> WHAT TO WORK ON:
Using the listing below, set down exactly the lines starting at the line that contains "Can you see the blurred" and ending at the line that contains "Can you see the human", both included, and no others.

> LISTED RECORDS:
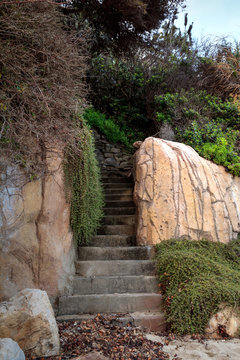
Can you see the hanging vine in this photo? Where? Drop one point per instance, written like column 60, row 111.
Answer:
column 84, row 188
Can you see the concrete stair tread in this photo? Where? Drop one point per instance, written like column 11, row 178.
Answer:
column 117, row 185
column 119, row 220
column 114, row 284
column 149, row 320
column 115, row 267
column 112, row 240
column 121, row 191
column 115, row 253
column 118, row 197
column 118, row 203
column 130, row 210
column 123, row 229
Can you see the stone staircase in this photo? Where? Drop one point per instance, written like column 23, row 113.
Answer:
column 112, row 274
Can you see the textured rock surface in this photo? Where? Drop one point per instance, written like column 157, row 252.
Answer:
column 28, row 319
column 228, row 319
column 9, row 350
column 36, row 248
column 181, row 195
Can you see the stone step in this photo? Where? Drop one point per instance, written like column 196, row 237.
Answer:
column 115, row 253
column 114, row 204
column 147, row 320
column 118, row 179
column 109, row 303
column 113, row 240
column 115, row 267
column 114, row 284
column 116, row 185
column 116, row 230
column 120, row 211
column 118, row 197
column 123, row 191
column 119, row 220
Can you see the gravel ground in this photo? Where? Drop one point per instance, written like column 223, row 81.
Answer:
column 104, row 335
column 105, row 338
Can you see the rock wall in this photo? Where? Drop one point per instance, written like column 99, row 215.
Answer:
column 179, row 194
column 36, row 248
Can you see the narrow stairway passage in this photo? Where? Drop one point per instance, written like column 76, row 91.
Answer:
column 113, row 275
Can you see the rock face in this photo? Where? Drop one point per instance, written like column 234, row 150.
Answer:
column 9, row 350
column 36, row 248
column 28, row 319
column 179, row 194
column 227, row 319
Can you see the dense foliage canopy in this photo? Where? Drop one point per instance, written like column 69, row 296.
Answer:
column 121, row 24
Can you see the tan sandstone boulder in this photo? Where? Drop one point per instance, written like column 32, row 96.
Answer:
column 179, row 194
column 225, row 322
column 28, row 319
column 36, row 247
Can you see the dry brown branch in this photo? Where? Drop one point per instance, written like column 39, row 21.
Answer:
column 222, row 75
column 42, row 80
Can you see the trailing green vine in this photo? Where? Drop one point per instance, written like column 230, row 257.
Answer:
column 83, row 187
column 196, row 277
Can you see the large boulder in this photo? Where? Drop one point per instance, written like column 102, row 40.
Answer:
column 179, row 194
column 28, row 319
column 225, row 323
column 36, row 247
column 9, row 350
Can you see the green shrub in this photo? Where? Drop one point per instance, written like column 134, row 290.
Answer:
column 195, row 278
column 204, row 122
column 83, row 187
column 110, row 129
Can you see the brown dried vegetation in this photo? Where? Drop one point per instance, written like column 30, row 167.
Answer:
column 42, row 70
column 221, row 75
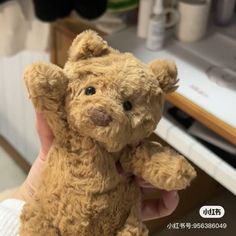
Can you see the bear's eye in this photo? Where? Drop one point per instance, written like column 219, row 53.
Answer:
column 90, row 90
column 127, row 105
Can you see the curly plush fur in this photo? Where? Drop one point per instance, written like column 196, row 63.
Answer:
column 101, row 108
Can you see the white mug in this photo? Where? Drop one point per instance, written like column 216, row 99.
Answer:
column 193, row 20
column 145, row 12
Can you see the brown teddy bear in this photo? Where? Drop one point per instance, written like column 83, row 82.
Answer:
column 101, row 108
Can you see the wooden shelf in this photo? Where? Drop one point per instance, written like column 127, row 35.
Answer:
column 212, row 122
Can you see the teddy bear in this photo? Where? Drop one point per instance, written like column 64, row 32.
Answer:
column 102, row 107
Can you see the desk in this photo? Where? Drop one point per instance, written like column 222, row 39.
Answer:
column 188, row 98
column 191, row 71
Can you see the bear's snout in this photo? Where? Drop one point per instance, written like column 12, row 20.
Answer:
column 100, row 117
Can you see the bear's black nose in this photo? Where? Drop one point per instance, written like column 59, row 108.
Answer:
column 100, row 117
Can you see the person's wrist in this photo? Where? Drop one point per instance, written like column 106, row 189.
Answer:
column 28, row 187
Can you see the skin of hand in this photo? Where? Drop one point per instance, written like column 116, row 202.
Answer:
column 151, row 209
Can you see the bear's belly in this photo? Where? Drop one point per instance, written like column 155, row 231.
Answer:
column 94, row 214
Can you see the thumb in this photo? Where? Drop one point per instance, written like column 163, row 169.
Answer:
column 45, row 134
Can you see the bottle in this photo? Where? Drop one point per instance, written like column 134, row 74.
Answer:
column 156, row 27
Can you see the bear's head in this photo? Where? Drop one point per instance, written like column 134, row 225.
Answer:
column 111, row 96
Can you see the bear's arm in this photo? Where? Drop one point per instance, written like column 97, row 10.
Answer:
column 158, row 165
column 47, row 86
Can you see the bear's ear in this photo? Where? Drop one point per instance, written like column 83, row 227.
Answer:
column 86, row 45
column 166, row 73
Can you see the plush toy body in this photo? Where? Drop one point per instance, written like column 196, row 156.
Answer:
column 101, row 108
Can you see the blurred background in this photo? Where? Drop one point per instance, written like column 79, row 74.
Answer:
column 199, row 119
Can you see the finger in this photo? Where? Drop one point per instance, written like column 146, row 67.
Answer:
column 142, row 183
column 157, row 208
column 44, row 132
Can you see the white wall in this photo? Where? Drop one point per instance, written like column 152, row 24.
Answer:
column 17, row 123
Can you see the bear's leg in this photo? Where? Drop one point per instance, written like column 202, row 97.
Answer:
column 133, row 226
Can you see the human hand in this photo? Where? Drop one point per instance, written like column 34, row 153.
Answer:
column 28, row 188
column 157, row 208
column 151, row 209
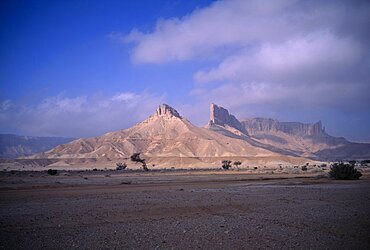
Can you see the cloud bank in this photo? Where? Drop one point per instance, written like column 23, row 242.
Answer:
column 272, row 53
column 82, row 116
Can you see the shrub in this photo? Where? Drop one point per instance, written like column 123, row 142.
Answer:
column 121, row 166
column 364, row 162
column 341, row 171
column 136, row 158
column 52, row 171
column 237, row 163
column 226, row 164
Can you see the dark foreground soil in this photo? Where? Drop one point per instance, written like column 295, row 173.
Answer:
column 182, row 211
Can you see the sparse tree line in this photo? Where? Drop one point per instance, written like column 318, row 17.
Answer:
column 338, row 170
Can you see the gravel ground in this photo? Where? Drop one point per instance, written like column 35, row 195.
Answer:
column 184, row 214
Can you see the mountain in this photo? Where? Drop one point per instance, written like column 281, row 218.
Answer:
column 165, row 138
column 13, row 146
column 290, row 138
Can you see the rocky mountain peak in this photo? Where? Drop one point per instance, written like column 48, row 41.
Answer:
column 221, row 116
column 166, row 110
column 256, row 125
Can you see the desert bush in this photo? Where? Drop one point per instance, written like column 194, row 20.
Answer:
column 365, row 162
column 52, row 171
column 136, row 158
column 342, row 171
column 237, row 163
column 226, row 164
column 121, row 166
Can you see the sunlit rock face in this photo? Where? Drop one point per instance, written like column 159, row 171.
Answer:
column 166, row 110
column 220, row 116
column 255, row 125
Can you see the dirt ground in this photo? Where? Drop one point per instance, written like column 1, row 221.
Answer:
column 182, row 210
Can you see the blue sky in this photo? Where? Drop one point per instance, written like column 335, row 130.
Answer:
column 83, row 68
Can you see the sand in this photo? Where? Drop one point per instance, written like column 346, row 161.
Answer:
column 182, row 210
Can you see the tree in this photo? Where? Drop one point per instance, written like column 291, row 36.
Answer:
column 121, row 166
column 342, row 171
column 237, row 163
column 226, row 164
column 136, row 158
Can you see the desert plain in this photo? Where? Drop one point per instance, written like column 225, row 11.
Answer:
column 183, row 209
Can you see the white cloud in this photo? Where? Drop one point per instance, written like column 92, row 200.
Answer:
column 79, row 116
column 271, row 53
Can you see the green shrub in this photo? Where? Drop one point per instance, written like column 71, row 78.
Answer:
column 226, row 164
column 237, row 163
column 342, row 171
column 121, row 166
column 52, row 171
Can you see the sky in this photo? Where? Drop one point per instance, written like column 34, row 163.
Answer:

> RESULT FOR THIS TASK:
Can you see the blurred background in this photo? Where? Drop one point per instance, written like column 79, row 74.
Answer:
column 199, row 119
Can you see the finger in this photo? Where? Drop one point per instance, written like column 146, row 67.
Answer:
column 142, row 183
column 157, row 208
column 44, row 132
Can you see the white wall in this photo? Where? Drop one point per instance, written like column 152, row 24.
Answer:
column 17, row 123
Can you see the bear's leg in this photo? Where? Drop one point per instance, written like column 202, row 97.
Answer:
column 133, row 226
Can you see the human hand in this photo? Where? Drop one point per instance, written like column 34, row 153.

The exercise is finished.